### Reading passage
────────────────────────────────────────

1. Early 2026 Rally Highlights Undervaluation

After gaining just 5% in 2025—well behind the S&P 500’s 16% advance—Amazon’s shares jumped more than 6.7% in early 2026. That performance effectively eclipses last year’s total gain and underscores the disconnect between the stock’s price action and the company’s underlying fundamentals. Investor interest has reignited as market participants reassess Amazon’s long-term growth drivers across e-commerce, cloud and AI, suggesting the current valuation may not fully reflect the company’s momentum.

2. Earnings Momentum Builds on Recent Beats

Amazon has delivered a string of upside surprises on profitability. In its most recent quarter, earnings per share of $1.95 exceeded consensus by nearly 25%, marking a year-over-year increase of more than 36%. Earlier results also outperformed, with EPS up over 60% in Q1 and more than 33% in Q2. Consensus estimates for the current period match the prior quarter’s actual EPS, indicating conservative Wall Street forecasts and leaving room for another potential upside shock when results are released.

3. AWS Reacceleration Fuels Growth Outlook

Amazon Web Services, the company’s highest-margin segment, has shown signs of renewed strength. Sales growth accelerated from 17% in the first half of 2025 to roughly 20% in Q3, and analysts expect this pace to pick up further in 2026. Key customer wins—including an expanded AI compute partnership with a leading autonomous-driving developer—highlight AWS’s position as the go-to platform for enterprise AI workloads. As businesses shift from model training to large-scale AI deployment, AWS’s infrastructure depth and entrenched customer relationships provide a durable competitive edge.

────────────────────────────────────────

### Explore the material
A - Rewrite the paragraph of the Amazon article beginning "Amazon has delivered a string of upside surprises" as a short bulleted list, keeping its main facts.
B - Answer these from the Amazon article:
(i) How much did Amazon's shares rise in early 2026?
(ii) By how much did earnings per share in the most recent quarter exceed consensus?
(iii) What was AWS sales growth in the first half of 2025?

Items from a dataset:
────────────────────────────────────────

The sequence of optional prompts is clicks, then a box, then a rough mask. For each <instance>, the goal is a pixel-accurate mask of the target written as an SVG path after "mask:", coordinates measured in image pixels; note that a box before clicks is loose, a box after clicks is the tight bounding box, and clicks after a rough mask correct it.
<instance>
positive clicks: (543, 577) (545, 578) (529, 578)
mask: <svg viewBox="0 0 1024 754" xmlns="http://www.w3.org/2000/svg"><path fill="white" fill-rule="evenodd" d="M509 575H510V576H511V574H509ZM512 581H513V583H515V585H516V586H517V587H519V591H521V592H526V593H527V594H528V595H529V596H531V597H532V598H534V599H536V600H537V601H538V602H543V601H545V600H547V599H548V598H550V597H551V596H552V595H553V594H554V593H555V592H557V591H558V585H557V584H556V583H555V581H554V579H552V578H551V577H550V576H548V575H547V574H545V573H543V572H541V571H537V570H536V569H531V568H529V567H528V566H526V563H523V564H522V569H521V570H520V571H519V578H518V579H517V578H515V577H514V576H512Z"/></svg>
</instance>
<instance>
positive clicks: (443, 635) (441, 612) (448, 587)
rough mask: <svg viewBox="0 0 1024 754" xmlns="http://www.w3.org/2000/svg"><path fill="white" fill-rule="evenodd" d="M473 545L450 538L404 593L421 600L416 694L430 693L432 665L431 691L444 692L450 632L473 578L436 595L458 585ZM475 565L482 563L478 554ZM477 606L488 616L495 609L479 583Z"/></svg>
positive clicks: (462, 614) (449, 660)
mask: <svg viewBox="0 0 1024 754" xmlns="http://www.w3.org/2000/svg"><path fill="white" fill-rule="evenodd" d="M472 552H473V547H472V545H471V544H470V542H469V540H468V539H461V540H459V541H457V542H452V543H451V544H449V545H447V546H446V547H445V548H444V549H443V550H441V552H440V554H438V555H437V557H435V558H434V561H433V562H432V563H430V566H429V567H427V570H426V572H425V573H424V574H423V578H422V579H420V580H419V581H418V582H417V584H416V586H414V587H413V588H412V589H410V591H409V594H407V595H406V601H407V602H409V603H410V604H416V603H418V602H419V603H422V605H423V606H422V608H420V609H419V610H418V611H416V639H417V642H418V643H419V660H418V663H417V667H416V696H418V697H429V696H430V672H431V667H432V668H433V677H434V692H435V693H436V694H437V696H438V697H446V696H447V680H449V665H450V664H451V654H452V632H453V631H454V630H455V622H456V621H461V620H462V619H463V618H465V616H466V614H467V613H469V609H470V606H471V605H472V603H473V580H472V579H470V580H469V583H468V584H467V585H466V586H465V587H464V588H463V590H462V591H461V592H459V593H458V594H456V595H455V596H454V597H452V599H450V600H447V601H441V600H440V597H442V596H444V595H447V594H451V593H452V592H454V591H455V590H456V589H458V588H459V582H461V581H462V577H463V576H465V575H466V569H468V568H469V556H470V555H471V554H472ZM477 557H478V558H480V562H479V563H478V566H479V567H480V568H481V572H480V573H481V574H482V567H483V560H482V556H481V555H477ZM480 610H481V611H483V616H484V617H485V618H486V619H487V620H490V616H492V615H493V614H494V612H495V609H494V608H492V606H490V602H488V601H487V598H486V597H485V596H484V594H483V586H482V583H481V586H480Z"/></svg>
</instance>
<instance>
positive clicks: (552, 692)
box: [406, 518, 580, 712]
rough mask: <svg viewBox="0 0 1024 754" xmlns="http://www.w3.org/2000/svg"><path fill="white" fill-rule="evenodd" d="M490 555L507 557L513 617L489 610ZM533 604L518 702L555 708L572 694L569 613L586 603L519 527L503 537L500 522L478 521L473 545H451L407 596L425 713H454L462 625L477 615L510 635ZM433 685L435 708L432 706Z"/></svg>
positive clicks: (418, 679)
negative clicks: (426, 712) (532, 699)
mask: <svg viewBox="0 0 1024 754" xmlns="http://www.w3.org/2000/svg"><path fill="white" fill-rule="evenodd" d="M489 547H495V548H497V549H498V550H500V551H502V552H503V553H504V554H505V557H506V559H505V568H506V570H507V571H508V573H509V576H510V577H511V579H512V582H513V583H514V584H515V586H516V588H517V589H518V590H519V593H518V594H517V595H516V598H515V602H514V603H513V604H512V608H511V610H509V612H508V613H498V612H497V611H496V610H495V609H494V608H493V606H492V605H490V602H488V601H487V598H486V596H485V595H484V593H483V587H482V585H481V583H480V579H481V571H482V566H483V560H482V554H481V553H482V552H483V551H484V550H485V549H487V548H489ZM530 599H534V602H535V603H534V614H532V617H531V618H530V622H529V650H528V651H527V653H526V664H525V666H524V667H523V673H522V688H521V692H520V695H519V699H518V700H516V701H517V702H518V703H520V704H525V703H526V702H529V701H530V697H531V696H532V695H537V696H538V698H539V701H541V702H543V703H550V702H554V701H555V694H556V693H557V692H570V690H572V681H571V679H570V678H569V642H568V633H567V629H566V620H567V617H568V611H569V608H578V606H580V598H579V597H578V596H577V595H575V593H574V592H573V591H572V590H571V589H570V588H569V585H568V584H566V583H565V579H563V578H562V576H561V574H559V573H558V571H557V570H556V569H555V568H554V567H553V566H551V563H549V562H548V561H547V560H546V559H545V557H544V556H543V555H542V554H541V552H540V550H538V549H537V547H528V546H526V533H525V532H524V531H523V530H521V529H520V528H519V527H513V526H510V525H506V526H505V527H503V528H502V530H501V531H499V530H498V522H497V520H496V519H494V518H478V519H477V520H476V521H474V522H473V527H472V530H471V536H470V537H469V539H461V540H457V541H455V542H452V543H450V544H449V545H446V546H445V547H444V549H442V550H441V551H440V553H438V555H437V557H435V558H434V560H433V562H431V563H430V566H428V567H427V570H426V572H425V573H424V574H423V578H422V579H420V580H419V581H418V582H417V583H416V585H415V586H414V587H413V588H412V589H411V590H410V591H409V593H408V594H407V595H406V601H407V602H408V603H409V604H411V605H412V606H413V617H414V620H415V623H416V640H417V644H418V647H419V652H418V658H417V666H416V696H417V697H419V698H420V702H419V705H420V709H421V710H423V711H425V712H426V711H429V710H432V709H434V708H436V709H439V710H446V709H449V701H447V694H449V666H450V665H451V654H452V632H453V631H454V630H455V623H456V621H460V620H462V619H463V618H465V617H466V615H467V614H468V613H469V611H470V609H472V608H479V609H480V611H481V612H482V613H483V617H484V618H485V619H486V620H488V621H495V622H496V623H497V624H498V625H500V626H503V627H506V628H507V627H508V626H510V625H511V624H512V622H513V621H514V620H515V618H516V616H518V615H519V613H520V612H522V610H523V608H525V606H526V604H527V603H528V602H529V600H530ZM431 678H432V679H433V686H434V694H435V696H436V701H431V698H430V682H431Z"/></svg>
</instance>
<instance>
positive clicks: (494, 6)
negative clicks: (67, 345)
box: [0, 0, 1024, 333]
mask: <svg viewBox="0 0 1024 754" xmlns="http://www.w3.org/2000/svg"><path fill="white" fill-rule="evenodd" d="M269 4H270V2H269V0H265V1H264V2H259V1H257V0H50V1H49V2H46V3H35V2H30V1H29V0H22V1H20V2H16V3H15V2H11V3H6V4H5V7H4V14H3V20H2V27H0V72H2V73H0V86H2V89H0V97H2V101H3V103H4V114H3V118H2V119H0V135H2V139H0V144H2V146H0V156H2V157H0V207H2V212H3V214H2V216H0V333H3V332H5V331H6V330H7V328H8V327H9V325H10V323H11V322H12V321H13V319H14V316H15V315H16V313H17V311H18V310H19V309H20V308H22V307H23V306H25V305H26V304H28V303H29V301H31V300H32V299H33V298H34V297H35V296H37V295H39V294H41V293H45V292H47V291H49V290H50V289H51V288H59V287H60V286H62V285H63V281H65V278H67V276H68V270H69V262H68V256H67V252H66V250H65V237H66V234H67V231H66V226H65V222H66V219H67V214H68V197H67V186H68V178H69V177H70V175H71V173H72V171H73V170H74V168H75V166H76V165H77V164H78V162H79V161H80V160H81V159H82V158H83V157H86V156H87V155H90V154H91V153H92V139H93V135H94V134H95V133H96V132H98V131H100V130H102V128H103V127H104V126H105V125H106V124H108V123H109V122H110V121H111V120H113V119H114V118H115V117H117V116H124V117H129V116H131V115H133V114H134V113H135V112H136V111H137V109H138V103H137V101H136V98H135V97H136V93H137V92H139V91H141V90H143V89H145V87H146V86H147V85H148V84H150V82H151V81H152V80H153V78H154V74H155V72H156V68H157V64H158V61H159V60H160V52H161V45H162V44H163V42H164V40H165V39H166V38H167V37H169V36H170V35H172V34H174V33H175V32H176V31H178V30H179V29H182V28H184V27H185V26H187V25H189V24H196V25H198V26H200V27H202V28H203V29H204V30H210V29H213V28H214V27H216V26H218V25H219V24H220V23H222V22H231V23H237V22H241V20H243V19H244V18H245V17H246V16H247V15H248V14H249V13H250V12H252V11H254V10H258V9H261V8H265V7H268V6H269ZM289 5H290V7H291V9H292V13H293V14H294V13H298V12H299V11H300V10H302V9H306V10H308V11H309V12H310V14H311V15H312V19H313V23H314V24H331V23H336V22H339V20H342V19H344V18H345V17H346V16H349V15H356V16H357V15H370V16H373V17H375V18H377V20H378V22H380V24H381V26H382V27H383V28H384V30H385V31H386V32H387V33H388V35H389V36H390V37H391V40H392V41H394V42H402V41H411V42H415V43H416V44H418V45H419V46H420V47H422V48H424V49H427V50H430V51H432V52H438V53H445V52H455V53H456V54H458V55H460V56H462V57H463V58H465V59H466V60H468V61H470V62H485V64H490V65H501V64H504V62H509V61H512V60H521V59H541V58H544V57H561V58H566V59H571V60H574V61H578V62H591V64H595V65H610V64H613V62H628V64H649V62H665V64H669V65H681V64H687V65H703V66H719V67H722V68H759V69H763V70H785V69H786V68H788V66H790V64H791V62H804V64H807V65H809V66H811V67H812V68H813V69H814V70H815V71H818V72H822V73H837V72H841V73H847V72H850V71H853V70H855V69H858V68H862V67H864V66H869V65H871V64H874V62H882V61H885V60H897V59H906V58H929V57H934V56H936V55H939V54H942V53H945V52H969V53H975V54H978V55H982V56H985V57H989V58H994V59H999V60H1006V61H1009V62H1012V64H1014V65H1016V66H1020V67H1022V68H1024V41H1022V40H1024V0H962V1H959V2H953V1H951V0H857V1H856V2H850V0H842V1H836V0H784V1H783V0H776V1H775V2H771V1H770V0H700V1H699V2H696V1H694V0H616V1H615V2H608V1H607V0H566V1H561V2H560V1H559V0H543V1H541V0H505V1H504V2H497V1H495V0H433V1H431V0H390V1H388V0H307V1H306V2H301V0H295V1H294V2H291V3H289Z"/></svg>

────────────────────────────────────────

### Task responses
A -
- Most recent quarter: EPS of $1.95, nearly 25% above consensus and up more than 36% year over year
- Earlier results: EPS up over 60% in Q1 and more than 33% in Q2
- Current-period consensus equals the prior quarter's actual EPS, which points to conservative forecasts and room for another upside surprise

B -
(i) More than 6.7%
(ii) By nearly 25%
(iii) 17%